The Department for Work and Pensions has published the interim findings of the Timms Review, concluding that Personal Independence Payment is not fit for purpose and no longer aligned with the way disability, health and work have changed since 2013. The report, released on Thursday 9 July 2026, is the first full review of PIP since the benefit was introduced and will feed into reform proposals due in the autumn. For ministers, the document is not yet a blueprint for legislative or operational change. It is, however, a formal statement from government that the current model is failing on both design and delivery, with the review team now moving from evidence gathering into the stage of testing options for reform.
According to the review team, the evidence base is unusually large for a government social security exercise. The review, launched in October 2025, received more than 38,000 responses to its Call for Evidence, which ran from 19 March to 28 May 2026, and the steering group has also used workshops, engagement sessions and organisational feedback to build the interim picture. The Department for Work and Pensions describes the exercise as the largest co-produced review yet carried out by government at national level. The review is co-chaired by Sir Stephen Timms, Sharon Brennan and Dr Clenton Farquharson CBE, supported by a 12-member steering group that includes disabled people, Disabled People’s Organisations and subject specialists.
The interim findings draw a clear distinction between the value of PIP as an income stream and the way the system operates in practice. Respondents repeatedly described the payment as essential for meeting the extra costs of disability and preserving independence, with some saying that without it they would become more reliant on family support or formal care. At the same time, the report says the benefit is not consistently serving its stated purpose of supporting participation in everyday life. Evidence gathered by the review suggests that the current structure can create barriers to work, physical activity and community participation, particularly for people with fluctuating conditions, less visible impairments or multiple conditions.
The strongest criticism is directed at the claims process. The interim report says 90% of responses about claiming PIP were negative, while only 5% were positive. Respondents described the process as stressful, degrading and difficult to manage, and the review found repeated concern that supporting evidence is handled inconsistently. That finding matters for administration as much as policy. The report records low trust in the system and says confidence needs to be rebuilt both among disabled people and for the taxpayer. If the assessment model is seen as unreliable or unfair, ministers face pressure to revisit not only eligibility rules but also assessor practice, evidence standards, communication and the volume of reassessments and appeals.

> Instruction A: In the article on the PIP review, restate the part from "According to the" to "and subject specialists.", substituting "advisory panel" for "steering group".
> Instruction B: Name everyone the article on the PIP review gives as a co-chair of the review.
> Instruction C: Carry the article on the PIP review forward from its last sentence.

> Provided data:
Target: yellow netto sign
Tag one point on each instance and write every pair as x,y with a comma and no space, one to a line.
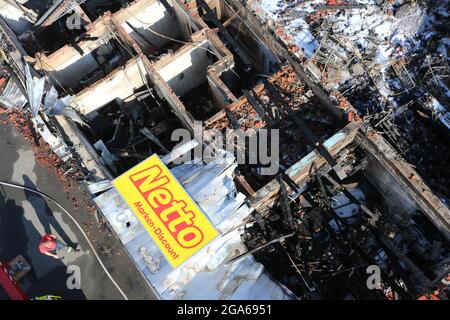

> Exercise answer A:
According to the review team, the evidence base is unusually large for a government social security exercise. The review, launched in October 2025, received more than 38,000 responses to its Call for Evidence, which ran from 19 March to 28 May 2026, and the advisory panel has also used workshops, engagement sessions and organisational feedback to build the interim picture. The Department for Work and Pensions describes the exercise as the largest co-produced review yet carried out by government at national level. The review is co-chaired by Sir Stephen Timms, Sharon Brennan and Dr Clenton Farquharson CBE, supported by a 12-member advisory panel that includes disabled people, Disabled People’s Organisations and subject specialists.

> Exercise answer B: Sir Stephen Timms, Sharon Brennan, Dr Clenton Farquharson CBE

> Exercise answer C:
The review places those complaints in a wider demographic and labour market context. Around 10 million working-age people now report living with a disability, equivalent to 24% of the working-age population, compared with under 17% in 2013/14. The report also points to sharper increases among younger adults and a growing prevalence of mental health conditions. For policymakers, that shift raises a direct question: whether a benefit designed more than a decade ago can still reflect current patterns of disability and day-to-day living. The review’s answer at this stage is that PIP has not kept pace with those changes, even though the underlying need for support remains strong.
The next phase will focus on designing and testing options rather than simply recording evidence. The steering group is continuing with expert evidence sessions and regional workshops while developing recommendations for publication in the autumn. The Department for Work and Pensions says that work will also take account of related activity across health and social care, including the Milburn Review into the rise in young people not in education, employment or training. The department also notes that the Timms Review is separate from Paul Gray’s second independent review of the PIP assessment. That distinction matters because the current exercise is broader: it looks not only at assessment practice but at whether the benefit’s design, purpose and administration still match the role government expects it to play.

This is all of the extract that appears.